-- Start of SUPPLIED PASSAGE --

Retroactive laws that are alleged to have worked an increase in punishment frequently alter one of two aspects of an individual’s confinement: the length of the confinement or the conditions of the confinement. Any retroactive lengthening of an individual’s incarceration, regardless of degree, will unfailingly draw a successful constitutional attack. See, e.g., Kelley, 411 Mass. 212, 581 N.E.2d 472; Johnson, 87 Wash. 2d 922, 557 P.2d 1299; Valenzuela, 275 Cal. App. 2d 483, 79 Cal. Rptr. 760. In fact, it is not necessary that the length of the defendant’s sentence be extended; it is enough that the opportunity for parole or early release be curtailed. Compare Lynce v. Mathis, 519 U.S. 433, 137 L. Ed. 2d 63, 117 S. Ct. 891 (1997) (statute canceling early release credits for certain classes of prisoners held to be invalid ex post facto law), and Weaver v. Graham, 450 U.S. 24, 67 L. Ed. 2d 17, 101 S. Ct. 960 (1981) (striking down law that reduced formula for calculating future gain time credits), with California Department of Corrections v. Morales, 514 U.S. 499, 509, 131 L. Ed. 2d 588, 597, 115 S. Ct. 1597, 1603 (1995) (amendment to parole procedures that decreased the frequency of parole hearings for certain offenders not prohibited on ex post facto grounds, since change in law created only “speculative and attenuated possibility” of increasing punishment). In such cases, a violation may be found even if there is no punitive purpose behind the change in the law; where a statute objectively lengthens the period an individual must spend in prison, the legislature’s subjective intent in passing the law is irrelevant. Lynce, 519 U.S. at 441, 137 L. Ed. 2d at 72, 117 S. Ct. at 896. The State correctly points out that neither minor’s sentence (five years’ probation, before and after the amendment to section 3 — 10—11) was lengthened in this case. However, that does not end the inquiry.
A law may also retroactively alter the conditions of an individual’s confinement to such a degree that it falls within the prohibitions of the ex post facto clause. See In re Medley, 134 U.S. 160, 33 L. Ed. 835, 10 S. Ct. 384 (1890). In Medley, the Court was faced with an amendment to a Colorado statute which required that a death row inmate be kept in solitary confinement until the time of his execution. The previous law contained no such provision, and the law was retroactively applied to petitioner. Rejecting the State’s argument that the change in the law was “a mere unimportant regulation as to the safe-keeping of the prisoner,” the Court recounted the history of solitary confinement in connection with the death penalty and concluded the Colorado legislature could only have had a punitive purpose in mind when it enacted the statute. Medley, 134 U.S. at 167-68, 33 L. Ed. at 888-89, 10 S. Ct. at 386. Since the law was punitive in both purpose and effect, the Court found the law imposed “an additional punishment” in violation of the ex post facto clause. Medley, 134 U.S. at 171, 33 L. Ed. at 840, 10 S. Ct. at 387.

-- End of SUPPLIED PASSAGE --
-- Start of DATASET EXTRACT --

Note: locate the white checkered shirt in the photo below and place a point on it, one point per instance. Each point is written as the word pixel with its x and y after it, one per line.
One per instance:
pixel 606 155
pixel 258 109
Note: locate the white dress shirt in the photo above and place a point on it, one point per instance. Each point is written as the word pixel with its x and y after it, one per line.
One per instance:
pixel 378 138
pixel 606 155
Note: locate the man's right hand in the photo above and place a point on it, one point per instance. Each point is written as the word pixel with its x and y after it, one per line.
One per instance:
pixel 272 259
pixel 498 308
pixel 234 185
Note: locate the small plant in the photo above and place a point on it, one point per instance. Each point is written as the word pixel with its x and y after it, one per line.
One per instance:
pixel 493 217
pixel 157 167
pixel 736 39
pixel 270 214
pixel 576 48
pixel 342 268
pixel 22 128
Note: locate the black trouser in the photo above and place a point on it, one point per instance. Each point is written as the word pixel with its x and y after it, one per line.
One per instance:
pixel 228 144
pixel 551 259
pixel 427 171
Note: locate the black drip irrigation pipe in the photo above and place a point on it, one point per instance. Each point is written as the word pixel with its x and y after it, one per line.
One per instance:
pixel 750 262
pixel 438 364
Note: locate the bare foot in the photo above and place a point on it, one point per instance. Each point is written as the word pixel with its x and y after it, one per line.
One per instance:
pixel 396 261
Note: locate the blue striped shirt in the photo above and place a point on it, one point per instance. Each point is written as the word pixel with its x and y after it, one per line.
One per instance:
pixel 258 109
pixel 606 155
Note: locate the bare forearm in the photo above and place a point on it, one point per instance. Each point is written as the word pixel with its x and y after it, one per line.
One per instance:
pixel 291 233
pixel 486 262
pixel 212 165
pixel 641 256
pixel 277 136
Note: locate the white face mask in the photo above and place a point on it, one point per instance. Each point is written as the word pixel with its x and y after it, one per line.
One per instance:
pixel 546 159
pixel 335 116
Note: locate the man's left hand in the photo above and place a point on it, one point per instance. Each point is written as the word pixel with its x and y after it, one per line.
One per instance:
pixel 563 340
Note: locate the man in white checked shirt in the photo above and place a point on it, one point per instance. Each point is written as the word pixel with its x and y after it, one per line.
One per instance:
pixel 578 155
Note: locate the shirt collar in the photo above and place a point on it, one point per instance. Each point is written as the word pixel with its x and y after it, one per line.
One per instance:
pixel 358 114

-- End of DATASET EXTRACT --

*TASK INSTRUCTIONS:* For each of the following statements, answer yes or no as to whether it agrees with the ex post facto passage, and quote the words of the passage that decide it. (a) A law must extend the length of a sentence to violate the ex post facto clause. (b) In Medley, the earlier Colorado law had no requirement of solitary confinement. (c) In Morales, the amendment that reduced how often parole hearings were held was found to violate the ex post facto clause.

*SOLUTION BELOW:*
(a) No: "it is not necessary that the length of the defendant’s sentence be extended; it is enough that the opportunity for parole or early release be curtailed."
(b) Yes: "The previous law contained no such provision."
(c) No: "amendment to parole procedures that decreased the frequency of parole hearings for certain offenders not prohibited on ex post facto grounds."